START Exercise data

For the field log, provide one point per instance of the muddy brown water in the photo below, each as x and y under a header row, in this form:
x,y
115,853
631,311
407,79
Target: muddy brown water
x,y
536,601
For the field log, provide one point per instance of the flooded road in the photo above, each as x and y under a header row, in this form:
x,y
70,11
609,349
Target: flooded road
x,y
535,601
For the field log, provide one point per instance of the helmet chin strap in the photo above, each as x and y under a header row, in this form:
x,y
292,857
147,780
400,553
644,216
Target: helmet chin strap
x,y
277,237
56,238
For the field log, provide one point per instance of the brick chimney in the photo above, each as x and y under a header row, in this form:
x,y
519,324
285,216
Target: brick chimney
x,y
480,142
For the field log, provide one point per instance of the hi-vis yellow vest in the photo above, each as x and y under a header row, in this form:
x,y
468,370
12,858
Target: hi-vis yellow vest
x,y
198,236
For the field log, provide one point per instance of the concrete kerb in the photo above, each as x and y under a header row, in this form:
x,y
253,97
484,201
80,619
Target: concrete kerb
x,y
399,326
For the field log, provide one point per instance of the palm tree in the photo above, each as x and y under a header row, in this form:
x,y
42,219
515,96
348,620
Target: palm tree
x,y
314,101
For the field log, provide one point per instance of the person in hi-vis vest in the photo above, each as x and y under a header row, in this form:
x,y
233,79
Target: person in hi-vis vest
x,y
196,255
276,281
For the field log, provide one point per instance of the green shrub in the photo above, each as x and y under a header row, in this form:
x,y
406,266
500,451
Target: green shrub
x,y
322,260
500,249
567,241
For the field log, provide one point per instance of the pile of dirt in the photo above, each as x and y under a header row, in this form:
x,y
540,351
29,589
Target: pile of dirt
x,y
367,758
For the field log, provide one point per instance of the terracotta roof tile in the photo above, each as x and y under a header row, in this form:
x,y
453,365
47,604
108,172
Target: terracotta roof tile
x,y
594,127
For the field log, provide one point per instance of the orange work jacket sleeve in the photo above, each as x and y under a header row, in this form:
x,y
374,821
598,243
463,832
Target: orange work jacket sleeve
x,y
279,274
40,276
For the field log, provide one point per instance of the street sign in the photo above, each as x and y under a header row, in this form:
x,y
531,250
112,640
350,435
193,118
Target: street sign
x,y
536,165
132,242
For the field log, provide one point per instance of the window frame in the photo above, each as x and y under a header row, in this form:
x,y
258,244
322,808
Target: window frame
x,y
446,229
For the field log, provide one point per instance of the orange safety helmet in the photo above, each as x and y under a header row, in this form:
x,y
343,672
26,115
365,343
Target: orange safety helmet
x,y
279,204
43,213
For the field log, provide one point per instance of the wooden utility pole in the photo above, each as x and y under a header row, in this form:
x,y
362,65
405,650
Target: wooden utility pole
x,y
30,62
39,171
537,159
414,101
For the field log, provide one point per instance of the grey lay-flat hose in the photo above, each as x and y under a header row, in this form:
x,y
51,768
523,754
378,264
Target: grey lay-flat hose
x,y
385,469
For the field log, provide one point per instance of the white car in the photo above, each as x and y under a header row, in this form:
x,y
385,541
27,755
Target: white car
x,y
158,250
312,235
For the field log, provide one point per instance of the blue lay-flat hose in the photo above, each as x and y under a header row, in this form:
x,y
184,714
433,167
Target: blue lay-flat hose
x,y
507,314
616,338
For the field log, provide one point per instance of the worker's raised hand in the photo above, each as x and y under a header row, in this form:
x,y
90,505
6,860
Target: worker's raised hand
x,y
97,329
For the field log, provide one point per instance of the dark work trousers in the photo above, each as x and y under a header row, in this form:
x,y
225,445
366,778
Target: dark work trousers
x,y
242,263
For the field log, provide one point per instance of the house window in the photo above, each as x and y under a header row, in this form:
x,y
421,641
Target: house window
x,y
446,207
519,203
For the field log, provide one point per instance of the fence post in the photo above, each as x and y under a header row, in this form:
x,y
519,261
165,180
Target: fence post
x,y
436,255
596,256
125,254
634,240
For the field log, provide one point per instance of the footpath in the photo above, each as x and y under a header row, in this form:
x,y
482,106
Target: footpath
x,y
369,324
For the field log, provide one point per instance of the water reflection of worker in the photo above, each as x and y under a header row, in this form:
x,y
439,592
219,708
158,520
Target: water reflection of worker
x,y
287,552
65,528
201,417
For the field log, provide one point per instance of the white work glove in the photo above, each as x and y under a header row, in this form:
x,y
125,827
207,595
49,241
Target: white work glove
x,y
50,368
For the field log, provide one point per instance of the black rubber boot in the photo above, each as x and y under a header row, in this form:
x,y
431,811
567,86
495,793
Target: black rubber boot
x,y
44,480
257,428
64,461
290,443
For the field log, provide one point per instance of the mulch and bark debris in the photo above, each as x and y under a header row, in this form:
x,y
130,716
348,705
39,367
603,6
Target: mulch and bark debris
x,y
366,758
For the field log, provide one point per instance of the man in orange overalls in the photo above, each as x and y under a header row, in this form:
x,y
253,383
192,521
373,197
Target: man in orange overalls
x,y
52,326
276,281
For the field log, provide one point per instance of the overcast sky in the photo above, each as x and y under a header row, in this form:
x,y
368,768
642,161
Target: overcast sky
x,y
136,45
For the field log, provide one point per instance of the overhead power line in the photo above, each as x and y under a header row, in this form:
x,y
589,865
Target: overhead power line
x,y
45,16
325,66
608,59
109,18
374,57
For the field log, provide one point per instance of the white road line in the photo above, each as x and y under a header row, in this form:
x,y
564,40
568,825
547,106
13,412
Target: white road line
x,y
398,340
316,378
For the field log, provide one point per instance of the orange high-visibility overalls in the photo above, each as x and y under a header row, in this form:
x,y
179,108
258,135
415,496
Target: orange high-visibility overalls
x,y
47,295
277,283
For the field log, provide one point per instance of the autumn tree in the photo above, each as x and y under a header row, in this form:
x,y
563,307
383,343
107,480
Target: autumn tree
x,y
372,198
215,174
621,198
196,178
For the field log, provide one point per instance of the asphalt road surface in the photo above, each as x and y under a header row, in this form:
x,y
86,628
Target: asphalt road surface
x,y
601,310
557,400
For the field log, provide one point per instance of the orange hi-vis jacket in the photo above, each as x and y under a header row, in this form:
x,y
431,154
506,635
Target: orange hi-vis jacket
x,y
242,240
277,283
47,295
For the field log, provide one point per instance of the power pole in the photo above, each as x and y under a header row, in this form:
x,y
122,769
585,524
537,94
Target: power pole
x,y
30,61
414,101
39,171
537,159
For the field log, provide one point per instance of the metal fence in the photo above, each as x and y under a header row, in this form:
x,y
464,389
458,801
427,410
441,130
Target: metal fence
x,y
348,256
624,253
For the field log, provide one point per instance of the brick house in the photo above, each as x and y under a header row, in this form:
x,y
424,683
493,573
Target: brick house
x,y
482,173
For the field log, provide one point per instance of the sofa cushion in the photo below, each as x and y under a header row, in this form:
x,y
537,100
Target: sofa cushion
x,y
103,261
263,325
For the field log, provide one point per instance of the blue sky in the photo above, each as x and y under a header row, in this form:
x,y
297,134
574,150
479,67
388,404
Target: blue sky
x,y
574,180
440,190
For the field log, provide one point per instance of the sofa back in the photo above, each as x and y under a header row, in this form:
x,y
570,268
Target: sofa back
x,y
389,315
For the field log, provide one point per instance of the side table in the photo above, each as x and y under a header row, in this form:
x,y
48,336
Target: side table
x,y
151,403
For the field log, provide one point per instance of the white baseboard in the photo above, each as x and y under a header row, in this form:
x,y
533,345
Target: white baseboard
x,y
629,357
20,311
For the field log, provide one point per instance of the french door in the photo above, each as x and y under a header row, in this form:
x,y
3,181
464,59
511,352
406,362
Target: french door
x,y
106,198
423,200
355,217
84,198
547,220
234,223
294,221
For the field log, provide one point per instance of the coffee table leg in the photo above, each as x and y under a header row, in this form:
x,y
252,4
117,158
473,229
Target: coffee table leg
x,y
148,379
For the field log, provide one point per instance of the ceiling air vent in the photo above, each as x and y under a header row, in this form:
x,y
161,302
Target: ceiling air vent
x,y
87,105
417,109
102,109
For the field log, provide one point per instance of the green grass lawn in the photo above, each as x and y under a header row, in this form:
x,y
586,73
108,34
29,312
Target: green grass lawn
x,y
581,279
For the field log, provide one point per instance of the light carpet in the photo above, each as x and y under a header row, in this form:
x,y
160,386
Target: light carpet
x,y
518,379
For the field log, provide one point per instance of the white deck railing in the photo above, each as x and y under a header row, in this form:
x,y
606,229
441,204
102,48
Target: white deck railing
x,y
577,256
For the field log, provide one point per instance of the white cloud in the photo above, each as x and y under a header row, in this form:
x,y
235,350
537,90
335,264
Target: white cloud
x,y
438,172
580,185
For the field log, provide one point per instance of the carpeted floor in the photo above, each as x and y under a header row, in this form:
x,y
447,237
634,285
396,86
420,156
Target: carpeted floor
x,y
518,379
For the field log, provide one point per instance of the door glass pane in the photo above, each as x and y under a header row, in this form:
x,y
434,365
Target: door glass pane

END Exercise data

Work required:
Using the listing above, list every line in which the string "glass" occurs.

Reply to the task:
For the field log, provide one point per instance of the door glass pane in the photo above, each as x and y under a header row, in this form:
Target: door glass pane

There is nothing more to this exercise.